▶ [Excerpt provided]:
——————————

Everted Laryngeal Saccules
Laryngeal saccules are actually small bags of tissue that found in front of the vocal cords. Through normal breathing, these saccules stay in place.
Brachycephalic breeds like French bulldogs, however, have to work so hard to breath that it can pull those sacs down into the airway.
As you can guess, this blocks the airway.
Over-activity, excitement, or severe heat or humidity can cause exercise intolerance, cyanosis (blue tongue and gums from lack of oxygen), and sometimes collapse.
Obesity just makes everything worse, so watching your French Bulldog’s diet is crucial. No feeding French Fries for TikTok videos!
French bulldogs tend to have sensitive stomachs. This is usually become of food allergies. Be careful what you feed your Frenchie. Consulting a veterinarian for an appropriate diet is a great idea. These days, there are some great commercial products designed specifically for French bulldogs including the following:
Royal Canin Breed Health Nutrition French Bulldog Puppy Dry Dog Food
Royal Canin products are approved and trusted by consumers and vets. Products like these are formulated specifically for various breeds, including the French Bulldog.
This particular product has the sensitivity of your little French Bulldog puppy in mind.
Royal Canin Breed Health Nutrition French Bulldog Adult Dry Dog Food
This product is similar to the one above except it’s for adult French Bulldogs.

——————————

▶ [Aim of the exercise]:
Return the portion of the French bulldog excerpt between "Over-activity, excitement, or" and "for TikTok videos!", inclusive, word for word.

(Referring expression pointing data)
——————————

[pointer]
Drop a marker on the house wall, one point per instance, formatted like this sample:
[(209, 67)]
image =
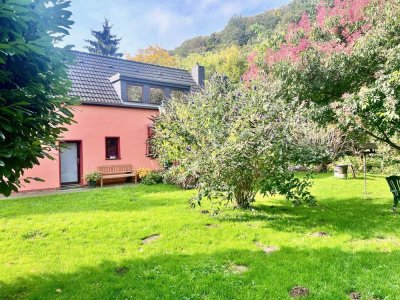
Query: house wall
[(93, 124)]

——————————

▶ [Problem solution]:
Over-activity, excitement, or severe heat or humidity can cause exercise intolerance, cyanosis (blue tongue and gums from lack of oxygen), and sometimes collapse.
Obesity just makes everything worse, so watching your French Bulldog’s diet is crucial. No feeding French Fries for TikTok videos!